RECORDS SUPPLIED Block Start

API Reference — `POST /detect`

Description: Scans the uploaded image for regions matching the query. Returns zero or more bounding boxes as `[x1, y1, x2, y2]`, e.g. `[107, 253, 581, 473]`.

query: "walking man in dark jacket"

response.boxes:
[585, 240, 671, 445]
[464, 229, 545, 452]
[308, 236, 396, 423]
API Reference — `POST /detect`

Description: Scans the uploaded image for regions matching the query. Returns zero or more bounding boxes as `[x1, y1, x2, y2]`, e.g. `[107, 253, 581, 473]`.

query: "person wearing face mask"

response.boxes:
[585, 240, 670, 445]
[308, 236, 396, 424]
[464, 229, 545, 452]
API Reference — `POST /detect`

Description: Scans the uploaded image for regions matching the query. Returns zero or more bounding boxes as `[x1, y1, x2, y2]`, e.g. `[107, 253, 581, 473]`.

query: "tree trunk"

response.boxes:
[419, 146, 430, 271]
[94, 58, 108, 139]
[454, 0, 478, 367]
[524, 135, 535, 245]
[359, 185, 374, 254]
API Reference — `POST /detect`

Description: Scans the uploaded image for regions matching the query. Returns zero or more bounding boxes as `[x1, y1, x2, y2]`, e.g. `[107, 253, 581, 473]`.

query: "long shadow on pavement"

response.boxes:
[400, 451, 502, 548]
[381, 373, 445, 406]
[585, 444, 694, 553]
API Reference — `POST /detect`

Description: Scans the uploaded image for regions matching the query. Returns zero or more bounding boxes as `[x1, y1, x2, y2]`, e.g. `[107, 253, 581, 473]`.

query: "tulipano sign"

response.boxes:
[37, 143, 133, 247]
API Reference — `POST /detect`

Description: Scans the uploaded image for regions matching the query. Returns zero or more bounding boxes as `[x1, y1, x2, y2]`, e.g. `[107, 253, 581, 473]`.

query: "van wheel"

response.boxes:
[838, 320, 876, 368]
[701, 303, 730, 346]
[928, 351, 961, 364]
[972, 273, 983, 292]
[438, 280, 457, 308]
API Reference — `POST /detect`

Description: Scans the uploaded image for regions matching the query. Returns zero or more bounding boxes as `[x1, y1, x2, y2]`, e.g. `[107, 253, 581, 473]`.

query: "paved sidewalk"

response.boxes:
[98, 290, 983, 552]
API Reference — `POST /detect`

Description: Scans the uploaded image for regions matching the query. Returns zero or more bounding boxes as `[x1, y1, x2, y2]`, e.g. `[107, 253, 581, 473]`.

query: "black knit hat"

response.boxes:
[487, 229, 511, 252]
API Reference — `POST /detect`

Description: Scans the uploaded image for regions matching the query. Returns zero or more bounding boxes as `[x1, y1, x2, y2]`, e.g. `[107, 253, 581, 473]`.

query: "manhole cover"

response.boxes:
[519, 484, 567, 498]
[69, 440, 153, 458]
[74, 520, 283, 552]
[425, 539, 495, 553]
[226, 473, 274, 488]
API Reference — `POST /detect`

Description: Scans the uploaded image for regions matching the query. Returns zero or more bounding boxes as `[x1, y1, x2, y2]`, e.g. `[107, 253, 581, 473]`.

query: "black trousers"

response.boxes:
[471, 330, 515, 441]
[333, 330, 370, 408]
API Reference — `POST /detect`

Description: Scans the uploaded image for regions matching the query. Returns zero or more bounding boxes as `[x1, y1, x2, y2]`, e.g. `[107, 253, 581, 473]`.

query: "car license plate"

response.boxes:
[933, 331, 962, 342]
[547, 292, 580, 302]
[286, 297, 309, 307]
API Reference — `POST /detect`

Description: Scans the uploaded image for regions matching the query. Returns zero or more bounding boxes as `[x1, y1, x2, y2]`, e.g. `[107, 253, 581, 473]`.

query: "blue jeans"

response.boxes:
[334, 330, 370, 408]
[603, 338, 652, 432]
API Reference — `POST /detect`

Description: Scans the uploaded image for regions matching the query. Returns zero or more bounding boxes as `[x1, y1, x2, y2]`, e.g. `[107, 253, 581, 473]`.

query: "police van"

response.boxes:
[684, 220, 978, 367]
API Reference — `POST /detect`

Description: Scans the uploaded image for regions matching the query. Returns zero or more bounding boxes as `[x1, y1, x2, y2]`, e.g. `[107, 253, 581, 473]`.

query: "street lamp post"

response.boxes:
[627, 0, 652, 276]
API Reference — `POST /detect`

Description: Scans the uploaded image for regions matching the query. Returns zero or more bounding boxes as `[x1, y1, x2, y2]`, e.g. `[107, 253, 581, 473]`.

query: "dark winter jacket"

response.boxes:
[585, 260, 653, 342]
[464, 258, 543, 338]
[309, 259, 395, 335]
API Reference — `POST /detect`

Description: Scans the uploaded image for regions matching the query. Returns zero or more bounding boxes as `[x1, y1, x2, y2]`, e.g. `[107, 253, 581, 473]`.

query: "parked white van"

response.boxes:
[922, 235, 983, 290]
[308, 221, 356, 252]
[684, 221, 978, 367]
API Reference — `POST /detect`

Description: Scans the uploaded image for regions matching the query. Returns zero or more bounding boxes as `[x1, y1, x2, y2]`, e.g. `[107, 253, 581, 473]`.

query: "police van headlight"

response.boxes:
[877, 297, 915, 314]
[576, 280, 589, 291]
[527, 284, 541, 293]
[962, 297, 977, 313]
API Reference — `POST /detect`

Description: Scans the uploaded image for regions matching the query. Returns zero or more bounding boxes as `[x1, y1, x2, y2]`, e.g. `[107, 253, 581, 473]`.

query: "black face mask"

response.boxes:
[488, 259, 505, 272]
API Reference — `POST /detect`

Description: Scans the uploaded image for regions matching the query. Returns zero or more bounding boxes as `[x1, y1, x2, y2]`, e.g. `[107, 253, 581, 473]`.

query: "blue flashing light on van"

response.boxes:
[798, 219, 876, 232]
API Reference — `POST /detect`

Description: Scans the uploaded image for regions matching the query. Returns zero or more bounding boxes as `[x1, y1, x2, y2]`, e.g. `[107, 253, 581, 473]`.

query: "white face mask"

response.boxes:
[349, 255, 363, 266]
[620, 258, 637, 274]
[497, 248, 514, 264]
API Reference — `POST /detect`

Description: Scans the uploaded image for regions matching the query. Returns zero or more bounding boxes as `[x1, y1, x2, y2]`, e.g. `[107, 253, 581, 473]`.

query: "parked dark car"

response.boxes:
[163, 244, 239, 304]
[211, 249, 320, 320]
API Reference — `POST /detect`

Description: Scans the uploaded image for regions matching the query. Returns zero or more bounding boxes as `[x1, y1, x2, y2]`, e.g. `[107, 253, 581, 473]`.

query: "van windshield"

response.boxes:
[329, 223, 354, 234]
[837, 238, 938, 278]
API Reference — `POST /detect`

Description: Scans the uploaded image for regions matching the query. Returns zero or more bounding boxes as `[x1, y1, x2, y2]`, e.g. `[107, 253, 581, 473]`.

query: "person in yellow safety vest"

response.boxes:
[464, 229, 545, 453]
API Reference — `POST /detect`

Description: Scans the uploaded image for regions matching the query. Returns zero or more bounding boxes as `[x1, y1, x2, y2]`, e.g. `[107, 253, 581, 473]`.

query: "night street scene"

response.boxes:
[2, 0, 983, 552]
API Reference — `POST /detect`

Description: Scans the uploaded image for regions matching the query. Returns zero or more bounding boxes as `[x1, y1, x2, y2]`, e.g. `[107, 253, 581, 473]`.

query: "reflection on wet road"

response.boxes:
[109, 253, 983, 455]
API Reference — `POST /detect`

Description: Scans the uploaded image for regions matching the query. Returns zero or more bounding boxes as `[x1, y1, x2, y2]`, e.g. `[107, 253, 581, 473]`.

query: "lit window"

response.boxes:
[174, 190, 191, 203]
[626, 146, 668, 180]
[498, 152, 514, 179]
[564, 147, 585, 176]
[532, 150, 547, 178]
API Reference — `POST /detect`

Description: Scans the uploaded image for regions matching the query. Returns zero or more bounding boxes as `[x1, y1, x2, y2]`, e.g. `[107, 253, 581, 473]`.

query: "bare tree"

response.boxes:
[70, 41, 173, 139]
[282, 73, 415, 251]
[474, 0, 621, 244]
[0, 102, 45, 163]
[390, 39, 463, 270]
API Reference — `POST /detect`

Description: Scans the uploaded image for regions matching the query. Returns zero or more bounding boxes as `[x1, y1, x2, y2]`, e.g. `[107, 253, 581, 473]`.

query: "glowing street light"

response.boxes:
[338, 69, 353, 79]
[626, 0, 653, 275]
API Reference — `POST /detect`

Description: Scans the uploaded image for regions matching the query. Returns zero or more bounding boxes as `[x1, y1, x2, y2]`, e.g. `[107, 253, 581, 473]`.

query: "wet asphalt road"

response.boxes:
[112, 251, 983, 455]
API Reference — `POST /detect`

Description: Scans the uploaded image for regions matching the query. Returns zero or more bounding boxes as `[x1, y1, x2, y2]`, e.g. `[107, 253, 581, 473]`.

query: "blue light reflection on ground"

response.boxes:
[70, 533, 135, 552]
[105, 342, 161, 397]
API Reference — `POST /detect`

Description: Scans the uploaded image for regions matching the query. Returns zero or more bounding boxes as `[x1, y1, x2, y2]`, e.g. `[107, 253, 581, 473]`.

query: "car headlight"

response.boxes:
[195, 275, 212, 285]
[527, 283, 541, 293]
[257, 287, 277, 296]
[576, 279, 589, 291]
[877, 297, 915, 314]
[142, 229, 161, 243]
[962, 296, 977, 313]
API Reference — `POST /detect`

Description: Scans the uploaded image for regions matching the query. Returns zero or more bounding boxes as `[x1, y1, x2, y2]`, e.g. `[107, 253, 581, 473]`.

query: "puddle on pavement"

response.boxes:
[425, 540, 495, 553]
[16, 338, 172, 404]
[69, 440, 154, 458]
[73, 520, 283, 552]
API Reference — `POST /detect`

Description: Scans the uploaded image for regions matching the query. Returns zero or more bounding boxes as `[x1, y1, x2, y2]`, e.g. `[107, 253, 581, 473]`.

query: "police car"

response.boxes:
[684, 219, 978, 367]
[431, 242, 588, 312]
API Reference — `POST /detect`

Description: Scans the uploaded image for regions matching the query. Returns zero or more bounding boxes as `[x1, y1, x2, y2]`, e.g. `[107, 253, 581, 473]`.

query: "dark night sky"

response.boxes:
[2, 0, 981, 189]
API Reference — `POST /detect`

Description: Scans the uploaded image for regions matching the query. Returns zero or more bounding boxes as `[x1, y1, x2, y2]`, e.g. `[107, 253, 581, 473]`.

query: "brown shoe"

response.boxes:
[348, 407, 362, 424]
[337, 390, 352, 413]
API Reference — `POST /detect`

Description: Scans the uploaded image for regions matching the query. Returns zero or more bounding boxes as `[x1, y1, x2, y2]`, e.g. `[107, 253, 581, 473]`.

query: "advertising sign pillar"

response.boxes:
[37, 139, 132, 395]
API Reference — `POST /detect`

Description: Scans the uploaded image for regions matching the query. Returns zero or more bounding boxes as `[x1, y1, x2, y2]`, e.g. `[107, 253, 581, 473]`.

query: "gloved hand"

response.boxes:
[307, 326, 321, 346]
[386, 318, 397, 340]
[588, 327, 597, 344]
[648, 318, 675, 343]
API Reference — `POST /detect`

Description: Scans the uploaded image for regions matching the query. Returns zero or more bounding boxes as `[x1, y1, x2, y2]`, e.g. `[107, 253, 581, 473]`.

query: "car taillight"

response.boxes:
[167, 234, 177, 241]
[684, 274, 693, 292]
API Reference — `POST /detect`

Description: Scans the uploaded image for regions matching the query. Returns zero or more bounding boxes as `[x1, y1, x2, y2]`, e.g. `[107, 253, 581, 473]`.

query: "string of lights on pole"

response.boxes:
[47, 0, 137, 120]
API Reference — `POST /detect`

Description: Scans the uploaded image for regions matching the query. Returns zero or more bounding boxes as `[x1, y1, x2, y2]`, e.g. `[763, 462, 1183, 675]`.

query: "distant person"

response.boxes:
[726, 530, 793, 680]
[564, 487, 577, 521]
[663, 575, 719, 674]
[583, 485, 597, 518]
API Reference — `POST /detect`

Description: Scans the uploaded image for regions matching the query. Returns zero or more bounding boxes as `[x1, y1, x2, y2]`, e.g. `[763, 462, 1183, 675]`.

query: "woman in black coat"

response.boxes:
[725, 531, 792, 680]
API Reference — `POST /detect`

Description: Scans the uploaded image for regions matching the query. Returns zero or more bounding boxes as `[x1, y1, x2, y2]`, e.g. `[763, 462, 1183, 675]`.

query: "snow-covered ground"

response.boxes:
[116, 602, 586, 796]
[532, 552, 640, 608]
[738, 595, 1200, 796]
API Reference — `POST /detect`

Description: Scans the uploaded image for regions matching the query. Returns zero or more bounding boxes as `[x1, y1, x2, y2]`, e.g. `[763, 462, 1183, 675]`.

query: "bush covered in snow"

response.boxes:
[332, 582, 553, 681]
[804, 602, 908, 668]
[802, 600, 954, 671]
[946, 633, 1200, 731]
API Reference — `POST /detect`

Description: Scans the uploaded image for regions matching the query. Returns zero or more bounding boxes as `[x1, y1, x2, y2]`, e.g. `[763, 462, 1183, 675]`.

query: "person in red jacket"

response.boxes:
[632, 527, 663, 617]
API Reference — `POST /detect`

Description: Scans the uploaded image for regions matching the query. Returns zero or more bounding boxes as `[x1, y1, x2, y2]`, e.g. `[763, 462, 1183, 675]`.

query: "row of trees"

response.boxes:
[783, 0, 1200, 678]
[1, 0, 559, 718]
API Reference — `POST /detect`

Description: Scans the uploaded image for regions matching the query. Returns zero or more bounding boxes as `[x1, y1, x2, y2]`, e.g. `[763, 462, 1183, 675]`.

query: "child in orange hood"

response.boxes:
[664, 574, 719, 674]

RECORDS SUPPLIED Block End

WHAT YOU ARE ASKED TO DO: Search the data above for the string "mask" and return every line that has it.

RESPONSE TO THE EXERCISE:
query: "person wearing face mask"
query: "black face mask"
query: "white face mask"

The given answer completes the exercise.